Records provided:

+---+

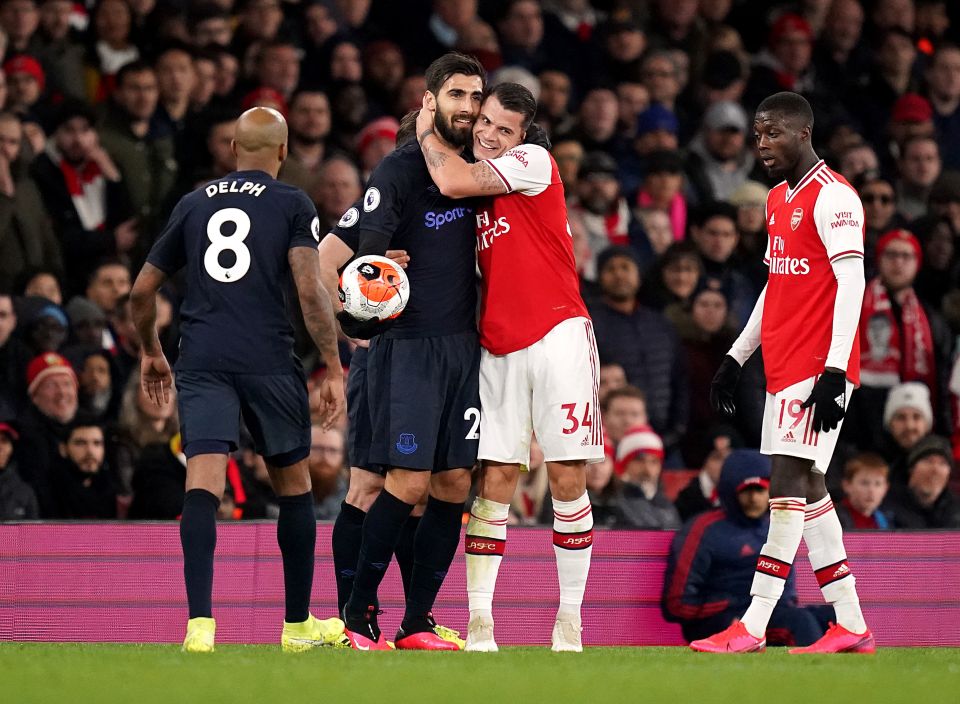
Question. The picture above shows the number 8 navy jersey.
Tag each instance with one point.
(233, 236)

+---+

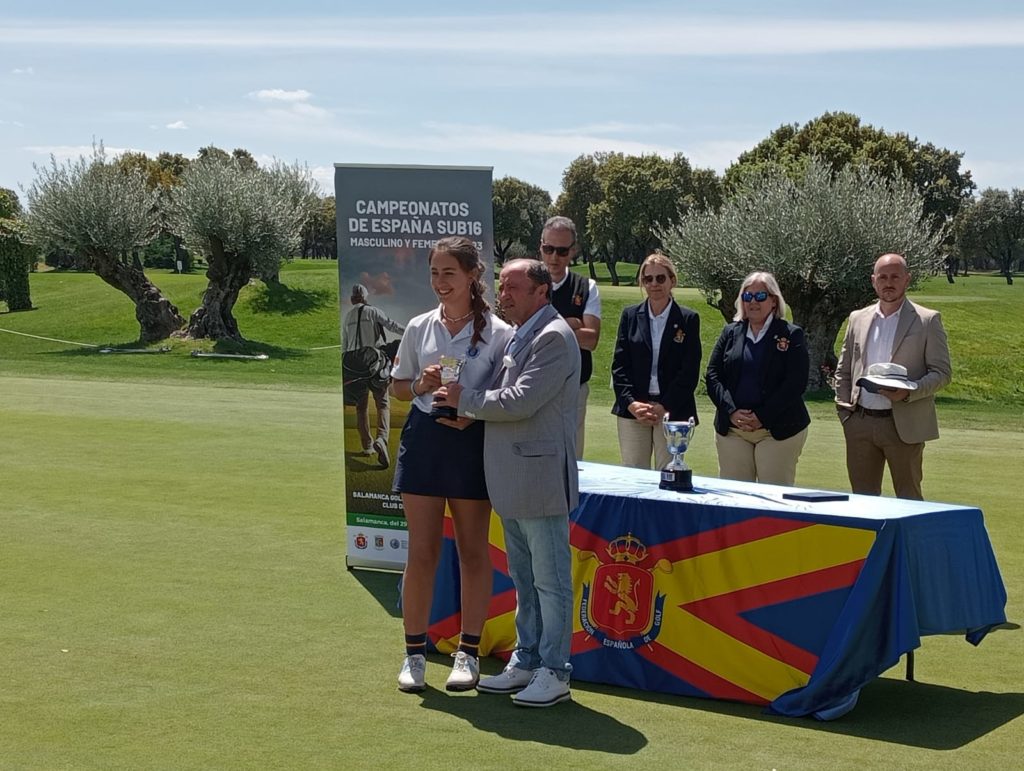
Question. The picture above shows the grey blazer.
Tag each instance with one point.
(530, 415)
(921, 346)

+---+

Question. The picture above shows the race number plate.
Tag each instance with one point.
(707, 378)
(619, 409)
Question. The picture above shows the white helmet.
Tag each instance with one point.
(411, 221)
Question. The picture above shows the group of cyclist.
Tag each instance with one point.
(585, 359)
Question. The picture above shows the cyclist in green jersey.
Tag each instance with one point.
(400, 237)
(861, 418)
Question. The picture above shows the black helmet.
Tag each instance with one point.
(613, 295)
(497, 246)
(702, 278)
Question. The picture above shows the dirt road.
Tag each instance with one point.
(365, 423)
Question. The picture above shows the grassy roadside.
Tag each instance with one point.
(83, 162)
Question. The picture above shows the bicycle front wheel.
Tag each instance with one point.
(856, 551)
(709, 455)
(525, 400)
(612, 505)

+---+

What to work on:
The string "above" marks the lines to return from the material. Copy each one.

Final answer:
Question. The picture above shows the number 8 navy jersey.
Question. The picture above shows the grey blazer.
Question. The picture above shows the race number plate.
Question. The picture above shows the white helmet.
Question. The picture above shows the group of cyclist.
Question. The picture above shows the cyclist in green jersey.
Question. The picture above shows the black helmet.
Question. The picture above shows the dirt road.
Question. The picture above shows the grassy roadside.
Question. The picture above shows the bicycle front wheel.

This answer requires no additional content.